▶ _What you have to do_
If a line in the data below includes the string "given", please return a copy of it.

─── Data to process

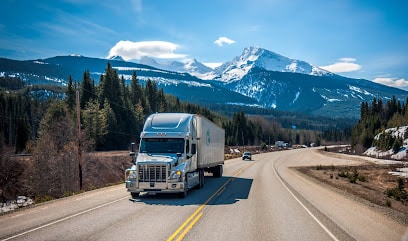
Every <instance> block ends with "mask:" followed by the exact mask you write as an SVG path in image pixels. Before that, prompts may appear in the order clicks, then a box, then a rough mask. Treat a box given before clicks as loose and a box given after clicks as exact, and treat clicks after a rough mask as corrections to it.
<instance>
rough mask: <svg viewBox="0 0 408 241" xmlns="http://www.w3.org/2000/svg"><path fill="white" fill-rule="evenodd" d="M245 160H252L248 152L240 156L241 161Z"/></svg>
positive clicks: (250, 160)
mask: <svg viewBox="0 0 408 241" xmlns="http://www.w3.org/2000/svg"><path fill="white" fill-rule="evenodd" d="M245 159H248V160H250V161H251V160H252V154H251V153H250V152H248V151H246V152H244V154H242V160H245Z"/></svg>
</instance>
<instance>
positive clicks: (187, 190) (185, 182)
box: [180, 181, 188, 198]
mask: <svg viewBox="0 0 408 241" xmlns="http://www.w3.org/2000/svg"><path fill="white" fill-rule="evenodd" d="M187 191H188V189H187V181H185V182H184V190H183V192H181V193H180V197H181V198H185V197H187Z"/></svg>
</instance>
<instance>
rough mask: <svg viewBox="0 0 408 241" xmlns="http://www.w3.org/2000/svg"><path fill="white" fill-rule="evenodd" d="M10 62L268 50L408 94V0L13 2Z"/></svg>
mask: <svg viewBox="0 0 408 241" xmlns="http://www.w3.org/2000/svg"><path fill="white" fill-rule="evenodd" d="M1 9H2V10H1V15H0V36H1V38H0V57H5V58H11V59H18V60H27V59H38V58H48V57H53V56H56V55H68V54H81V55H84V56H88V57H102V58H106V57H109V56H111V55H121V56H122V57H124V59H125V60H129V61H133V62H137V60H138V58H140V56H143V55H147V56H150V57H154V58H157V59H163V60H169V59H171V60H181V59H183V58H195V59H197V60H198V61H200V62H202V63H206V64H209V65H210V64H217V63H222V62H226V61H229V60H231V59H233V58H234V57H235V56H239V55H240V54H241V53H242V51H243V49H244V48H245V47H250V46H259V47H262V48H265V49H268V50H271V51H273V52H276V53H278V54H281V55H284V56H286V57H289V58H292V59H299V60H304V61H306V62H309V63H310V64H312V65H316V66H320V67H323V68H325V69H327V70H329V71H332V72H335V73H338V74H340V75H343V76H347V77H353V78H364V79H368V80H372V81H375V82H379V83H383V84H386V85H390V86H395V87H399V88H404V89H407V90H408V17H407V15H406V14H407V9H408V2H407V1H406V0H398V1H395V0H388V1H385V0H384V1H379V0H372V1H368V0H367V1H363V0H331V1H327V0H309V1H304V0H251V1H248V0H217V1H215V0H206V1H191V0H150V1H146V0H144V1H143V0H115V1H103V0H65V1H61V0H54V1H53V0H50V1H44V0H43V1H41V0H38V1H33V0H20V1H18V0H3V1H2V3H1Z"/></svg>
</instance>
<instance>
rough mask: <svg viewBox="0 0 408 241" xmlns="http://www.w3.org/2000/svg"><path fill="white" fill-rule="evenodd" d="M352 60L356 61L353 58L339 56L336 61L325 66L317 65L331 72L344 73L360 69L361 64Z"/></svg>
mask: <svg viewBox="0 0 408 241" xmlns="http://www.w3.org/2000/svg"><path fill="white" fill-rule="evenodd" d="M354 62H356V59H354V58H341V59H339V61H338V62H337V63H334V64H331V65H326V66H319V68H321V69H324V70H327V71H330V72H332V73H346V72H354V71H358V70H360V69H361V68H362V66H361V65H359V64H356V63H354Z"/></svg>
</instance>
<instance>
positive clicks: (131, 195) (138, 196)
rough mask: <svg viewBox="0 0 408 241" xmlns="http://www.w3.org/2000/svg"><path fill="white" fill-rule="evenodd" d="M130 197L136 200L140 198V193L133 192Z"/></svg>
mask: <svg viewBox="0 0 408 241" xmlns="http://www.w3.org/2000/svg"><path fill="white" fill-rule="evenodd" d="M130 195H131V196H132V198H133V199H136V198H138V197H139V193H138V192H131V193H130Z"/></svg>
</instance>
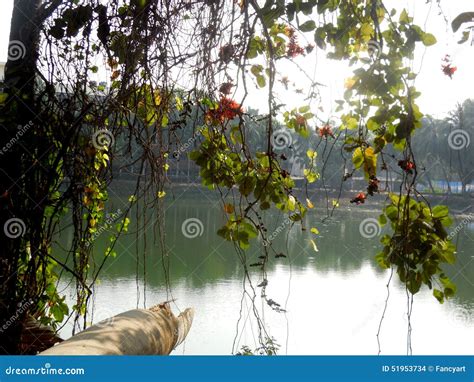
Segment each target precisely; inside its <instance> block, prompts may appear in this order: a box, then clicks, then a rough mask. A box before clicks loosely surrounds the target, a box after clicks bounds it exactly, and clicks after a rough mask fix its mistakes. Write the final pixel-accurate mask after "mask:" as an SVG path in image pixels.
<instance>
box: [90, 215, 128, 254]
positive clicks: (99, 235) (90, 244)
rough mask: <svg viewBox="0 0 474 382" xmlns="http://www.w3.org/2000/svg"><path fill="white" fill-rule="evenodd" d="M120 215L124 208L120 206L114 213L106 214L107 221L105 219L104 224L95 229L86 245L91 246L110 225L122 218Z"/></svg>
mask: <svg viewBox="0 0 474 382" xmlns="http://www.w3.org/2000/svg"><path fill="white" fill-rule="evenodd" d="M120 216H122V210H121V209H120V208H119V209H118V210H117V211H116V212H114V213H112V214H107V215H106V216H105V221H104V224H102V225H101V226H100V227H99V228H98V229H97V231H95V232H94V233H93V234H92V235H91V237H90V239H89V240H88V241H87V242H86V247H89V246H90V245H91V244H92V243H93V242H94V241H95V239H97V238H98V237H99V236H100V235H102V234H103V233H104V231H106V230H107V229H108V228H110V226H111V225H112V224H113V223H114V222H115V221H117V219H119V218H120Z"/></svg>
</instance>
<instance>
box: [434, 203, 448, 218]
mask: <svg viewBox="0 0 474 382" xmlns="http://www.w3.org/2000/svg"><path fill="white" fill-rule="evenodd" d="M431 213H432V214H433V217H434V218H436V219H438V218H443V217H445V216H447V215H448V214H449V210H448V207H446V206H435V207H434V208H433V210H432V211H431Z"/></svg>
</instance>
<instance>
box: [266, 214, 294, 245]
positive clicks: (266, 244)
mask: <svg viewBox="0 0 474 382" xmlns="http://www.w3.org/2000/svg"><path fill="white" fill-rule="evenodd" d="M289 224H291V220H290V218H286V219H285V220H284V221H283V222H282V223H281V224H280V225H279V226H278V227H277V228H276V229H275V230H274V231H273V232H272V233H271V234H270V235H268V237H267V238H265V239H264V240H263V245H264V246H265V247H267V246H269V245H270V243H271V242H272V241H273V240H275V238H276V237H277V236H278V235H279V234H280V233H282V232H283V231H284V230H285V228H286V226H288V225H289Z"/></svg>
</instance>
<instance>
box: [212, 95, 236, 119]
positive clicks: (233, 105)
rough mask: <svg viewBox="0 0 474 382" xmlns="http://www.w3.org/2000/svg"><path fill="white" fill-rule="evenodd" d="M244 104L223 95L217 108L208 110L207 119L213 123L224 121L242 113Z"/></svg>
mask: <svg viewBox="0 0 474 382" xmlns="http://www.w3.org/2000/svg"><path fill="white" fill-rule="evenodd" d="M242 112H243V110H242V106H240V104H238V103H237V102H235V101H234V100H233V99H230V98H227V97H222V98H221V100H220V101H219V105H218V107H217V109H212V110H208V112H207V113H206V120H208V121H210V122H213V123H223V122H225V121H226V120H229V119H234V118H235V117H237V116H238V115H240V114H242Z"/></svg>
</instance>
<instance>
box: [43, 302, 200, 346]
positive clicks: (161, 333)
mask: <svg viewBox="0 0 474 382" xmlns="http://www.w3.org/2000/svg"><path fill="white" fill-rule="evenodd" d="M193 317H194V311H193V309H190V308H188V309H186V310H185V311H184V312H182V313H181V314H180V315H179V316H178V317H176V316H175V315H174V314H173V312H172V311H171V309H170V306H169V304H168V303H164V304H160V305H156V306H154V307H152V308H150V309H133V310H129V311H127V312H124V313H120V314H118V315H117V316H114V317H111V318H109V319H107V320H104V321H101V322H99V323H97V324H95V325H93V326H91V327H89V328H88V329H86V330H84V331H83V332H81V333H78V334H77V335H75V336H73V337H71V338H69V339H67V340H65V341H63V342H61V343H60V344H57V345H56V346H53V347H51V348H49V349H48V350H45V351H43V352H41V353H39V355H147V354H148V355H152V354H170V353H171V351H172V350H173V349H174V348H175V347H176V346H178V345H179V344H180V343H181V342H183V340H184V339H185V338H186V336H187V334H188V332H189V330H190V329H191V324H192V321H193Z"/></svg>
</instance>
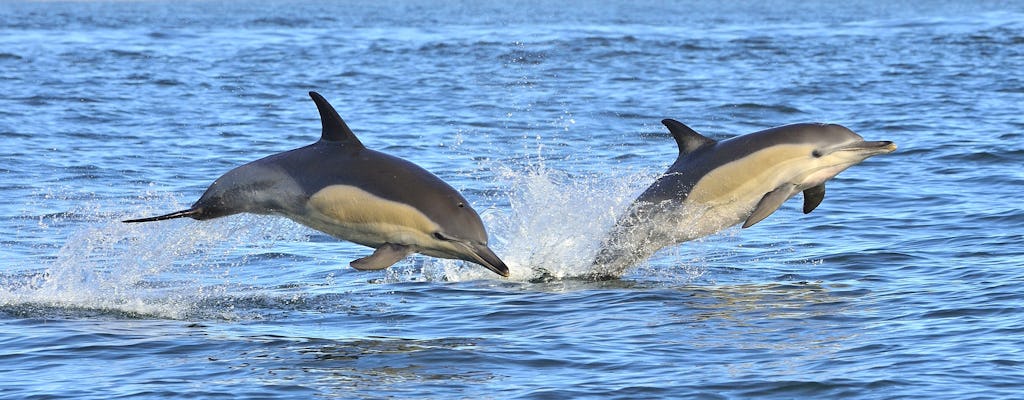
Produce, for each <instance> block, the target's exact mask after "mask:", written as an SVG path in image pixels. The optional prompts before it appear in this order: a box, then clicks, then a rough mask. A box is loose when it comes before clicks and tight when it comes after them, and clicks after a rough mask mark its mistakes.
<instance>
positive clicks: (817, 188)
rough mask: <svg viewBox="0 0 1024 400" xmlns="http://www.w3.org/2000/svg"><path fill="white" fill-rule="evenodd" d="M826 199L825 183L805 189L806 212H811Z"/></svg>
mask: <svg viewBox="0 0 1024 400" xmlns="http://www.w3.org/2000/svg"><path fill="white" fill-rule="evenodd" d="M823 199H825V184H824V183H822V184H820V185H817V186H814V187H812V188H809V189H807V190H804V214H810V213H811V212H812V211H814V209H816V208H818V205H820V204H821V201H823Z"/></svg>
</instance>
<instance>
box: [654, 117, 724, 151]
mask: <svg viewBox="0 0 1024 400" xmlns="http://www.w3.org/2000/svg"><path fill="white" fill-rule="evenodd" d="M662 124H665V127H666V128H669V132H671V133H672V137H674V138H675V139H676V144H678V145H679V154H680V155H682V154H688V153H690V152H693V150H695V149H697V148H700V147H702V146H705V145H706V144H712V143H715V140H714V139H711V138H709V137H707V136H705V135H701V134H699V133H697V131H694V130H693V129H690V127H688V126H686V125H684V124H683V123H681V122H679V121H676V120H673V119H665V120H662Z"/></svg>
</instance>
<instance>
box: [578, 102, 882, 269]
mask: <svg viewBox="0 0 1024 400" xmlns="http://www.w3.org/2000/svg"><path fill="white" fill-rule="evenodd" d="M662 123H663V124H665V126H666V127H668V128H669V132H671V133H672V136H673V137H674V138H675V139H676V143H677V144H678V145H679V157H678V158H677V159H676V162H675V164H673V165H672V167H670V168H669V170H668V171H666V172H665V174H663V175H662V176H660V177H658V178H657V180H655V181H654V183H653V184H651V185H650V187H648V188H647V189H646V190H645V191H644V192H643V193H642V194H640V196H639V197H637V199H636V201H634V202H633V204H632V205H631V206H630V208H629V209H628V211H627V212H626V213H625V214H624V215H623V216H622V217H621V218H620V219H618V221H617V222H616V223H615V225H614V226H613V227H612V229H611V232H610V234H609V235H608V236H607V238H606V239H605V240H604V242H603V246H602V249H601V251H600V252H599V253H598V255H597V258H596V259H595V261H594V265H595V271H596V276H595V277H617V276H621V275H622V274H623V273H625V272H626V270H627V269H628V268H629V267H631V266H633V265H634V264H637V263H639V262H642V261H643V260H646V259H647V258H648V257H650V256H651V255H653V254H654V253H655V252H657V251H658V250H660V249H663V248H665V247H668V246H672V245H676V243H680V242H683V241H687V240H692V239H695V238H698V237H701V236H706V235H709V234H712V233H715V232H718V231H720V230H722V229H725V228H727V227H730V226H732V225H735V224H738V223H740V222H742V223H743V225H742V226H743V228H748V227H751V226H753V225H754V224H756V223H758V222H760V221H761V220H763V219H765V218H766V217H768V216H769V215H771V214H772V213H774V212H775V210H778V208H779V206H781V205H782V203H784V202H785V201H786V199H788V198H790V197H793V196H794V195H795V194H797V193H799V192H803V193H804V213H805V214H807V213H810V212H811V211H813V210H814V209H815V208H816V207H818V205H819V204H821V201H822V199H823V198H824V195H825V181H827V180H828V179H831V178H833V177H835V176H836V175H838V174H839V173H840V172H843V171H844V170H846V169H847V168H850V167H852V166H854V165H857V164H859V163H860V162H862V161H864V160H865V159H867V158H869V157H872V155H877V154H884V153H889V152H892V151H894V150H896V144H894V143H893V142H891V141H865V140H864V139H863V138H862V137H860V135H858V134H856V133H854V132H853V131H851V130H849V129H847V128H845V127H843V126H840V125H836V124H794V125H786V126H782V127H776V128H771V129H767V130H763V131H760V132H755V133H751V134H748V135H742V136H737V137H733V138H731V139H728V140H722V141H716V140H713V139H710V138H708V137H706V136H703V135H701V134H699V133H697V132H696V131H694V130H692V129H690V128H689V127H687V126H686V125H683V124H682V123H680V122H678V121H675V120H663V121H662Z"/></svg>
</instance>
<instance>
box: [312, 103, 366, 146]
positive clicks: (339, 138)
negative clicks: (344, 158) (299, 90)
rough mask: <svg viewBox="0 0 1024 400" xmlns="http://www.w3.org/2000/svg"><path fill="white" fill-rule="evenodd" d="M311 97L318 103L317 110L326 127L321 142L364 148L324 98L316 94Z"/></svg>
mask: <svg viewBox="0 0 1024 400" xmlns="http://www.w3.org/2000/svg"><path fill="white" fill-rule="evenodd" d="M309 97H312V99H313V102H315V103H316V109H317V110H318V112H319V113H321V124H322V125H323V126H324V132H322V133H321V140H324V141H331V142H339V143H342V144H345V145H351V146H355V147H356V148H362V147H364V145H362V142H360V141H359V139H358V138H356V137H355V134H354V133H352V130H351V129H348V125H346V124H345V121H344V120H342V119H341V116H339V115H338V112H337V110H335V109H334V106H333V105H331V103H330V102H328V101H327V99H326V98H324V96H322V95H321V94H319V93H316V92H309Z"/></svg>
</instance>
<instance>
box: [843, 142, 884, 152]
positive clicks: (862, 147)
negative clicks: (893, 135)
mask: <svg viewBox="0 0 1024 400" xmlns="http://www.w3.org/2000/svg"><path fill="white" fill-rule="evenodd" d="M836 150H837V151H874V152H877V153H887V152H893V151H896V143H893V142H891V141H888V140H878V141H867V140H865V141H861V142H857V143H853V144H850V145H846V146H843V147H840V148H837V149H836Z"/></svg>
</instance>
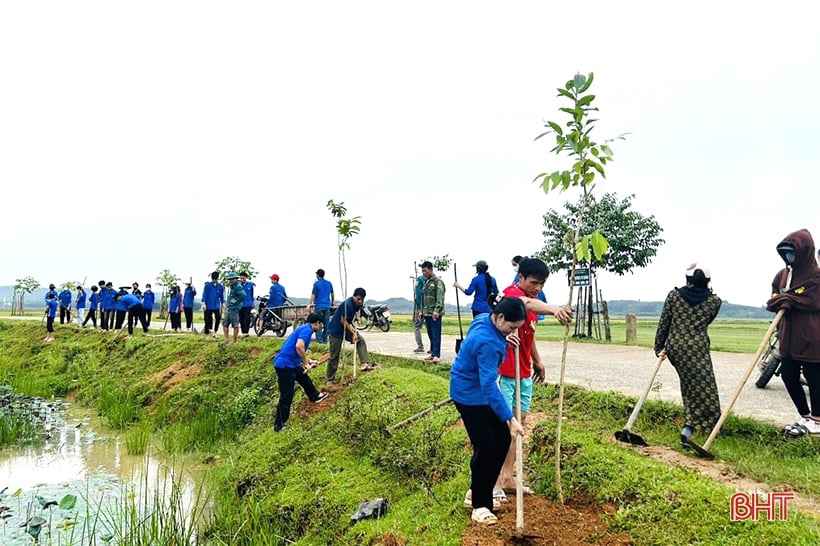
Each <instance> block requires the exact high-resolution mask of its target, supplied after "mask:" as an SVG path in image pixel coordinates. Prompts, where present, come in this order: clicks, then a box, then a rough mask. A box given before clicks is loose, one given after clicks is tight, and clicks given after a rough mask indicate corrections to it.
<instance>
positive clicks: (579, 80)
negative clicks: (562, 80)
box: [572, 72, 589, 93]
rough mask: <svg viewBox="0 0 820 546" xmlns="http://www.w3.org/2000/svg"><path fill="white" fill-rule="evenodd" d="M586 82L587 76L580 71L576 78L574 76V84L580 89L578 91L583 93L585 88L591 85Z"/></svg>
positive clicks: (574, 87) (572, 79) (575, 86)
mask: <svg viewBox="0 0 820 546" xmlns="http://www.w3.org/2000/svg"><path fill="white" fill-rule="evenodd" d="M586 83H587V77H586V76H584V75H583V74H581V73H580V72H579V73H578V74H576V75H575V77H574V78H572V86H573V87H574V88H575V89H576V90H577V91H578V93H583V91H584V89H586V88H587V87H589V86H587V85H586Z"/></svg>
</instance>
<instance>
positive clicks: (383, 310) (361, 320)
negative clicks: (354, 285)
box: [355, 303, 393, 332]
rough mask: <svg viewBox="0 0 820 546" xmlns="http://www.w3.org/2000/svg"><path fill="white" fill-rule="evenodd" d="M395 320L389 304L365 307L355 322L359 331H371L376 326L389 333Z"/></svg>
mask: <svg viewBox="0 0 820 546" xmlns="http://www.w3.org/2000/svg"><path fill="white" fill-rule="evenodd" d="M392 323H393V319H391V318H390V309H389V308H388V307H387V304H384V303H382V304H379V305H364V306H362V309H361V311H359V316H358V317H357V318H356V320H355V325H356V329H357V330H370V329H371V328H373V327H374V326H375V327H377V328H378V329H379V330H381V331H382V332H389V331H390V325H391V324H392Z"/></svg>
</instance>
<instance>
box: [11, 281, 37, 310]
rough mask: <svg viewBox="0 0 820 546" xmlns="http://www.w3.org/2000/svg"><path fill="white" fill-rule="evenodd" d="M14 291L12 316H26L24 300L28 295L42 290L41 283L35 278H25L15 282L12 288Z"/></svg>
mask: <svg viewBox="0 0 820 546" xmlns="http://www.w3.org/2000/svg"><path fill="white" fill-rule="evenodd" d="M12 288H13V290H14V295H13V296H12V302H11V314H12V315H24V314H25V310H24V303H23V301H24V299H25V296H26V294H31V293H32V292H34V291H35V290H37V289H38V288H40V283H39V282H37V281H36V280H34V277H23V278H22V279H17V280H15V281H14V286H13V287H12Z"/></svg>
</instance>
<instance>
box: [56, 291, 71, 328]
mask: <svg viewBox="0 0 820 546" xmlns="http://www.w3.org/2000/svg"><path fill="white" fill-rule="evenodd" d="M72 297H73V294H72V293H71V290H69V289H68V286H65V285H63V289H62V290H61V291H60V294H59V295H58V296H57V299H58V300H60V324H63V320H65V323H66V324H71V300H72Z"/></svg>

──────

▶ _Response area_
Every <instance> block ends with "mask:" followed by the exact mask you write as an SVG path in image pixels. Before that, prompts may appear in the order clicks, then a box, then a rough mask. Treat a box given before clicks as loose and a box given after clicks as exact, and treat clicks after a rough mask as corrections to it.
Each <instance> block requires the exact high-resolution mask of its target, supplied after "mask:" as an SVG path in image pixel coordinates. Prompts, where present, come in this order: clicks, then a box, then a rough mask. A box given before clicks is loose, one given after clicks is tight, and clicks given after a rough mask indicate corrections to it.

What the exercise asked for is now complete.